What the task asks
Rewrite all the rows below, changing every "Format sample" to "Format example" and keeping everything else the same. Leave the pictures out.

Given data
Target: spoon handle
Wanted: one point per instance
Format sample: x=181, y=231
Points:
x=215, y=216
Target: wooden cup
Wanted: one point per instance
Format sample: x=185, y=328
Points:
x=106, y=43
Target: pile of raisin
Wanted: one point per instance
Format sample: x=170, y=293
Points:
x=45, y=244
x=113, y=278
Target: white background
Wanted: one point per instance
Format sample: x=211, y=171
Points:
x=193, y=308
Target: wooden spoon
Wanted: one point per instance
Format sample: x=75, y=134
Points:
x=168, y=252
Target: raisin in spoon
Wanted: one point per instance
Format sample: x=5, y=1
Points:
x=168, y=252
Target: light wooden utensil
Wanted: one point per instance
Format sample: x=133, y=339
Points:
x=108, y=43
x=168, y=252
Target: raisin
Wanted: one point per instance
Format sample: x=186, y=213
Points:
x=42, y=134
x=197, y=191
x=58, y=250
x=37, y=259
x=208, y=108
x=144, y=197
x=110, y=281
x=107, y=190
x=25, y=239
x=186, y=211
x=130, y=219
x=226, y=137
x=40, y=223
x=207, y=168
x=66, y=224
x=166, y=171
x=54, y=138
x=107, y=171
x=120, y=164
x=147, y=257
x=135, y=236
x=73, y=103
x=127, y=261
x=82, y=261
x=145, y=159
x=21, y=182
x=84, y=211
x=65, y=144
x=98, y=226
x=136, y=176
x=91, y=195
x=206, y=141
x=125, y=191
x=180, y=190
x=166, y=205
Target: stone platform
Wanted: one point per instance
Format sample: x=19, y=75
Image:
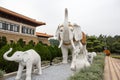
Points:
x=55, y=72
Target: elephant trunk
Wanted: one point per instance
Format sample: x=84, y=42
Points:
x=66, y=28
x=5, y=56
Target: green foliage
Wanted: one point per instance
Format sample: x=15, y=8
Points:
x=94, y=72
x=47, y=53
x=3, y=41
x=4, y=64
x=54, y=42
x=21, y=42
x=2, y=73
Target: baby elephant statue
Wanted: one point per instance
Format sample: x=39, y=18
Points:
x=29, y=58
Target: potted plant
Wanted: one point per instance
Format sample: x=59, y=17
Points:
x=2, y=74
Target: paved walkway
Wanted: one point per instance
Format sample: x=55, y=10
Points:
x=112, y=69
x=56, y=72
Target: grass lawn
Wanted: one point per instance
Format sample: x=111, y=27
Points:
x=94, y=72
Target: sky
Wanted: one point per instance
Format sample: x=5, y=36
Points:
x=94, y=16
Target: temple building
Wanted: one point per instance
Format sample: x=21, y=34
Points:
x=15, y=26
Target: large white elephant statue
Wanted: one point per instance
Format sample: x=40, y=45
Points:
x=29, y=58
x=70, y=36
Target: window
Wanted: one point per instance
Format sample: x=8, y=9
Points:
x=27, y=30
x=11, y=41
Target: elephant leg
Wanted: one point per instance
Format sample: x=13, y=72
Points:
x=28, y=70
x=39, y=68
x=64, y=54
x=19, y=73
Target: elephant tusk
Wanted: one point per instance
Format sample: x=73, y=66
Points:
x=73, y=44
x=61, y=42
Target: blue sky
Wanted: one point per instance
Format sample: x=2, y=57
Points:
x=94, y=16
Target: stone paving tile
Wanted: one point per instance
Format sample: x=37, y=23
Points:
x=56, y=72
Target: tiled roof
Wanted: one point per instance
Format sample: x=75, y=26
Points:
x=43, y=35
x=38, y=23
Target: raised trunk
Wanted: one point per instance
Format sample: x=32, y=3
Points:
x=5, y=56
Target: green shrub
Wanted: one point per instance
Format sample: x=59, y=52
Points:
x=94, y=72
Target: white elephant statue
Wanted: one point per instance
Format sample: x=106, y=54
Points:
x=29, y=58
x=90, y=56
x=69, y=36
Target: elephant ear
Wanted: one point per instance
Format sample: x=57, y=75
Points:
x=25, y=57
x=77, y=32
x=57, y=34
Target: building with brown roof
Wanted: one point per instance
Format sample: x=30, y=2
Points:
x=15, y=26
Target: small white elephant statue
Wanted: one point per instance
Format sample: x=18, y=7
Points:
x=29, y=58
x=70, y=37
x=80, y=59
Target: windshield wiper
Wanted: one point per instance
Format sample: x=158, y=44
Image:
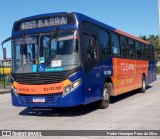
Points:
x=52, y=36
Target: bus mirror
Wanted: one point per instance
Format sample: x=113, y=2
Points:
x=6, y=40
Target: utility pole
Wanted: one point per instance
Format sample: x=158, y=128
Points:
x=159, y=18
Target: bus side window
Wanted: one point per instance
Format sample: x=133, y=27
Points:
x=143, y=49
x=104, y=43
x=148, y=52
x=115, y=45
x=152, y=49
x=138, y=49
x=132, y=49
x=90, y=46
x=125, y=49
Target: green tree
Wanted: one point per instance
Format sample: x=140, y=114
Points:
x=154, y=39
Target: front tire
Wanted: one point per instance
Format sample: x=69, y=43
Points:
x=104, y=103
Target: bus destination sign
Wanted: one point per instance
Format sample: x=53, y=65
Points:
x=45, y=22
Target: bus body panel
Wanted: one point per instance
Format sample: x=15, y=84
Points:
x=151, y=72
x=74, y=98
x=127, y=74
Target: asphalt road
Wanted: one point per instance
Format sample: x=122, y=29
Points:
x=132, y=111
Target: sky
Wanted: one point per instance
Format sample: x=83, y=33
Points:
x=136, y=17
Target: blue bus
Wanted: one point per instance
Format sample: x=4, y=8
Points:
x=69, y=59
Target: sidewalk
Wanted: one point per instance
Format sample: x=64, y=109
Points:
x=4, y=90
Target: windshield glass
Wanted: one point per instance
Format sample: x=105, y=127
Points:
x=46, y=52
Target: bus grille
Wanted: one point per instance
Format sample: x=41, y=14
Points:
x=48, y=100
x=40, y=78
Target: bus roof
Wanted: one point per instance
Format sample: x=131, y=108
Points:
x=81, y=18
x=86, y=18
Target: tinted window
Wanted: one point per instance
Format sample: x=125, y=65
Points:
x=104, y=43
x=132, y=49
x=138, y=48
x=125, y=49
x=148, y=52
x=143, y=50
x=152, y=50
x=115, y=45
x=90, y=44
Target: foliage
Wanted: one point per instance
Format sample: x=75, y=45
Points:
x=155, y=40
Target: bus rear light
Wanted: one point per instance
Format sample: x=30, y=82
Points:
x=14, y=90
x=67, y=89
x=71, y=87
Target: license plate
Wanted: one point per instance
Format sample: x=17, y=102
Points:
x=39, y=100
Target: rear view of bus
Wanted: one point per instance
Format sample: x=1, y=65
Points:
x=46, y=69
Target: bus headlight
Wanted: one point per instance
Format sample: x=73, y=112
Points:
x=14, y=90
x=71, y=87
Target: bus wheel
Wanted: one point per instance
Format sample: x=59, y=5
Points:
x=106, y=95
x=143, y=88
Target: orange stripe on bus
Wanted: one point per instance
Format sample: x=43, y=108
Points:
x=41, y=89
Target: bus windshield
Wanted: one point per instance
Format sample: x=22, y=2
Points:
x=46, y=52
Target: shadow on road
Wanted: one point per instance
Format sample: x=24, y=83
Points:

Task solution
Target: spoon handle
Wanted: one point per instance
Format example: x=181, y=231
Points:
x=215, y=216
Target: wooden cup
Wanted: one point per instance
Format example: x=185, y=328
Points:
x=106, y=43
Target: pile of raisin
Wanted: one point per instance
Format example: x=170, y=293
Points:
x=45, y=244
x=113, y=278
Target: white background
Wanted: one point per instance
Format example: x=211, y=171
Points:
x=193, y=308
Target: wooden spoon
Wanted: one point per instance
Format example: x=75, y=134
Points:
x=168, y=252
Target: raisin in spoon
Wanted: one point per instance
Format example: x=5, y=1
Points:
x=168, y=252
Target: light wooden utensil
Wanted: one point per instance
Format example: x=133, y=339
Points:
x=108, y=43
x=168, y=252
Target: raisin
Wanted: one point per instance
Format example: x=186, y=213
Points:
x=42, y=134
x=197, y=191
x=58, y=250
x=37, y=259
x=208, y=108
x=144, y=197
x=110, y=281
x=107, y=190
x=25, y=239
x=186, y=211
x=130, y=219
x=226, y=137
x=40, y=223
x=207, y=168
x=66, y=224
x=166, y=171
x=54, y=138
x=107, y=171
x=120, y=164
x=147, y=257
x=135, y=236
x=73, y=103
x=127, y=261
x=82, y=261
x=145, y=159
x=21, y=182
x=84, y=211
x=65, y=144
x=98, y=226
x=136, y=176
x=91, y=195
x=206, y=141
x=125, y=191
x=180, y=190
x=166, y=205
Target: stone platform
Wanted: one point per instance
Format example: x=19, y=75
Image:
Points:
x=55, y=72
Target: elephant trunk
Wanted: one point per instance
Format example: x=84, y=42
Points:
x=66, y=28
x=5, y=56
Target: green foliage
Wanted: one point per instance
Format example: x=15, y=8
Points:
x=94, y=72
x=47, y=53
x=3, y=41
x=4, y=64
x=54, y=42
x=21, y=42
x=2, y=73
Target: baby elephant statue
Wanted: one point per instance
Format example: x=39, y=18
Points:
x=29, y=58
Target: potted plant
Wanted: one point per instance
Format example: x=59, y=17
Points:
x=2, y=74
Target: paved walkway
Wanted: one point per instance
Format example: x=55, y=10
Points:
x=112, y=69
x=56, y=72
Target: grass lawn
Wanted: one point per instance
Format example: x=111, y=27
Points:
x=94, y=72
Target: sky
Wanted: one point per instance
Format example: x=5, y=36
Points:
x=94, y=16
Target: temple building
Wanted: one point per instance
Format example: x=21, y=34
Points:
x=15, y=26
Target: large white elephant statue
Wanted: one point per instance
Format example: x=40, y=45
Points:
x=29, y=58
x=70, y=36
Target: window
Wanted: one point per instance
Format example: x=8, y=9
Points:
x=27, y=30
x=11, y=41
Target: elephant leg
Wanted: one point per instance
Format example: x=13, y=72
Points:
x=28, y=70
x=39, y=68
x=64, y=54
x=19, y=73
Target: elephant tusk
Wanted: one point per instance
Format example: x=73, y=66
Points:
x=73, y=44
x=61, y=42
Target: blue sky
Wanted: one point per instance
Format example: x=2, y=57
Points:
x=94, y=16
Target: stone paving tile
Wanted: one point per instance
Format example: x=37, y=23
Points:
x=56, y=72
Target: tiled roof
Wanted: one point per instance
Format example: x=75, y=26
Points:
x=43, y=35
x=38, y=23
Target: raised trunk
Wanted: one point per instance
Format example: x=32, y=3
Points:
x=5, y=56
Target: green shrub
Wanted: one point per instance
Format example: x=59, y=52
Points:
x=94, y=72
Target: white elephant statue
Wanted: one point per instance
Format example: x=106, y=54
Points:
x=29, y=58
x=90, y=56
x=69, y=36
Target: elephant ear
Wanted: one point per instance
Format example: x=57, y=75
Points:
x=25, y=57
x=77, y=32
x=57, y=34
Target: building with brown roof
Wanted: one point per instance
Format example: x=30, y=2
Points:
x=15, y=26
Target: small white elephant statue
Wanted: one point per instance
Format example: x=18, y=7
Points:
x=29, y=58
x=70, y=37
x=80, y=59
Target: windshield wiper
Wanted: one point per instance
Format example: x=158, y=44
Image:
Points:
x=52, y=36
Target: bus mirror
Wanted: one point per instance
Format example: x=113, y=2
Points:
x=6, y=40
Target: utility pole
Wanted: one point per instance
Format example: x=158, y=128
Points:
x=159, y=18
Target: bus side window
Wanted: one point per instance
Format example: x=133, y=27
Points:
x=143, y=49
x=104, y=43
x=148, y=52
x=115, y=45
x=152, y=49
x=138, y=49
x=132, y=49
x=90, y=46
x=125, y=49
Target: green tree
Wanted: one point per instance
Format example: x=140, y=114
Points:
x=154, y=39
Target: front tire
Wanted: one point per instance
Format example: x=69, y=43
Points:
x=104, y=103
Target: bus destination sign
Wanted: one point per instance
Format example: x=53, y=65
Points:
x=45, y=22
Target: bus body panel
Wanted: one point per instance
Format example: x=15, y=84
Points:
x=151, y=72
x=74, y=98
x=127, y=74
Target: asphalt road
Wanted: one point per instance
Format example: x=122, y=29
Points:
x=132, y=111
Target: sky
Wanted: one point per instance
Format example: x=83, y=33
Points:
x=136, y=17
Target: blue bus
Wanted: one point per instance
Format example: x=4, y=8
Points:
x=69, y=59
Target: sidewalk
Wanted: one point per instance
Format example: x=64, y=109
Points:
x=4, y=90
Target: windshield glass
Wanted: one point per instance
Format example: x=105, y=127
Points:
x=46, y=52
Target: bus grille
Wanted: one point per instance
Format example: x=41, y=14
Points:
x=48, y=100
x=40, y=78
Target: bus roof
Wanted: one point per instance
Format example: x=131, y=108
Points:
x=81, y=18
x=86, y=18
Target: tinted window
Wanted: one point per instance
Format example: x=125, y=65
Points:
x=104, y=43
x=132, y=49
x=138, y=48
x=125, y=49
x=148, y=52
x=143, y=50
x=152, y=50
x=115, y=45
x=90, y=44
Target: foliage
Wanted: one point per instance
Format example: x=75, y=45
Points:
x=155, y=40
Target: bus rear light
Wanted: one point per instance
Format example: x=30, y=82
Points:
x=14, y=90
x=67, y=89
x=71, y=87
Target: license plate
Wanted: one point per instance
Format example: x=17, y=102
Points:
x=39, y=100
Target: rear view of bus
Wanted: one point per instance
Format example: x=1, y=65
Points:
x=46, y=69
Target: bus headlight
Wanted: one point per instance
Format example: x=73, y=112
Points:
x=14, y=90
x=71, y=87
Target: bus wheel
Wanted: one point per instance
Format example: x=59, y=5
Points:
x=106, y=95
x=143, y=88
Target: orange stripe on bus
Wanted: one point per instance
Format example: x=43, y=108
Points:
x=41, y=89
Target: bus windshield
Wanted: one point per instance
Format example: x=22, y=2
Points:
x=46, y=52
Target: shadow on road
Wanted: one point per instance
Format example: x=24, y=83
Points:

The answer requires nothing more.